● **PROBLEM TO SOLVE**
Write every record out again exactly, and keep images out of it.

● **DATA TO USE**

┄┄┄┄┄┄┄┄┄┄

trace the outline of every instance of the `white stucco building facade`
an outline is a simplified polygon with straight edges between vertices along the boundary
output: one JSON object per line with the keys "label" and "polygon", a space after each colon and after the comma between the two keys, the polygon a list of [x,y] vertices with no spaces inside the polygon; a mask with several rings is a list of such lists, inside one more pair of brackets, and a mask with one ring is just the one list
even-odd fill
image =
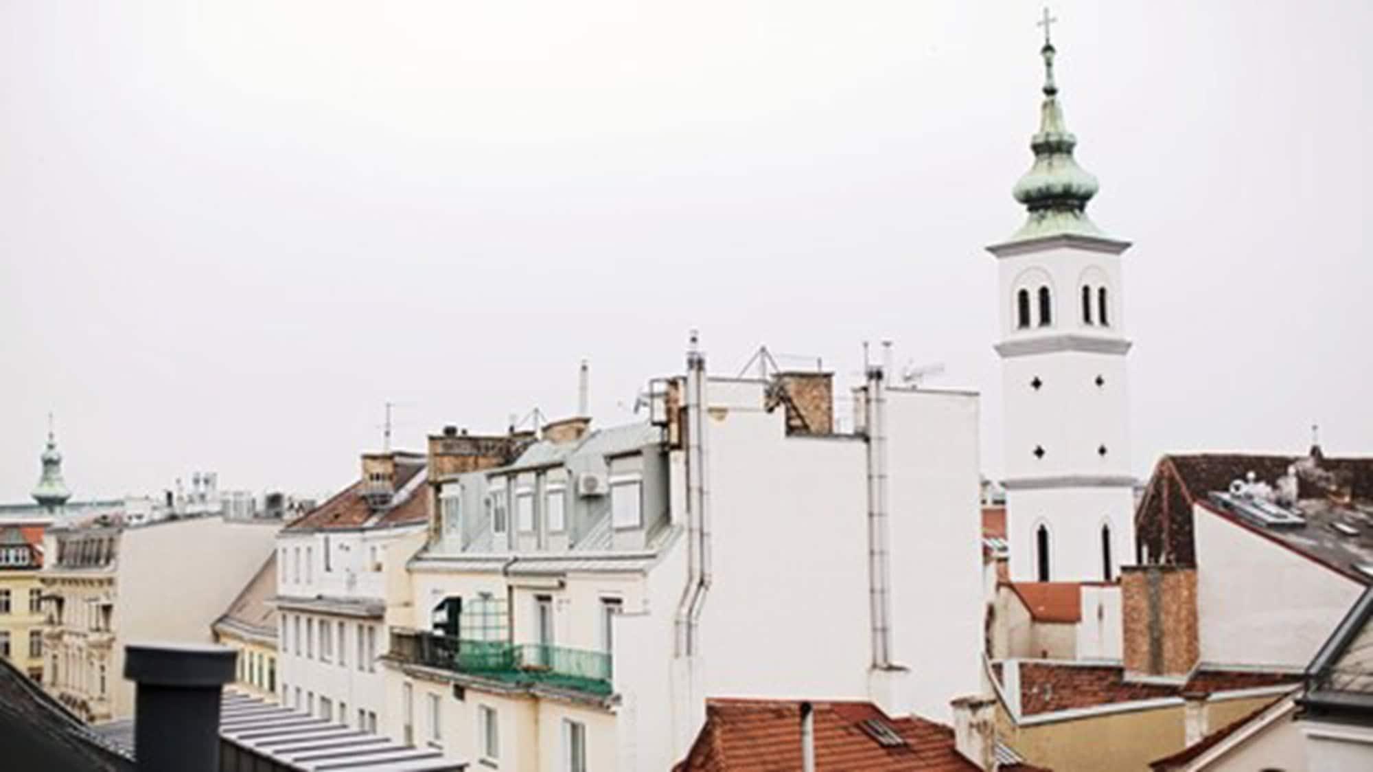
{"label": "white stucco building facade", "polygon": [[375,732],[384,691],[387,547],[424,532],[424,457],[368,453],[362,479],[276,540],[281,705]]}
{"label": "white stucco building facade", "polygon": [[[707,698],[947,721],[980,690],[976,394],[881,389],[839,434],[828,374],[689,363],[649,423],[435,477],[439,521],[387,598],[389,734],[497,769],[666,769]],[[474,659],[492,650],[504,670]]]}

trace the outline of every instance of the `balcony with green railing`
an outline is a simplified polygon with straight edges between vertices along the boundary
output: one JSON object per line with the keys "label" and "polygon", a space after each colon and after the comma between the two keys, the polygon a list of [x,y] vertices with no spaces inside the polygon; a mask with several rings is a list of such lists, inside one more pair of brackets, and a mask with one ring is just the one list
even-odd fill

┄┄┄┄┄┄┄┄┄┄

● **TASK SOLUTION**
trace the outline of every instance of the `white stucco building facade`
an outline is a simplified polygon with straight edges between vertices along the boundary
output: one JSON object per line with the keys "label" and "polygon", a space after each colon and after the comma between the two keys, the polygon a list of [x,y] vertices with no spaces inside the polygon; a mask with several rings is a list of such lists, inside one more pair of brackets, and a mask with one ring is just the one list
even-odd fill
image =
{"label": "white stucco building facade", "polygon": [[375,732],[384,691],[387,547],[424,532],[424,457],[368,453],[362,479],[276,540],[281,705]]}
{"label": "white stucco building facade", "polygon": [[[707,698],[947,721],[980,690],[976,394],[881,389],[839,434],[828,374],[689,363],[649,423],[435,477],[439,521],[387,598],[389,734],[497,769],[666,769]],[[474,659],[492,650],[504,670]]]}

trace the outline of every instance of the `balcony with green railing`
an outline is a simplified polygon with straight edges between vertices along the boundary
output: one JSON object per line with the keys "label" and "polygon", a space after each colon and after the comma between the two keys, the polygon a list of [x,y] vertices with no spaces inside the polygon; a mask with several rings is a list of such lists, inside one more pair of brackets, and a mask with one ring is just the one list
even-odd fill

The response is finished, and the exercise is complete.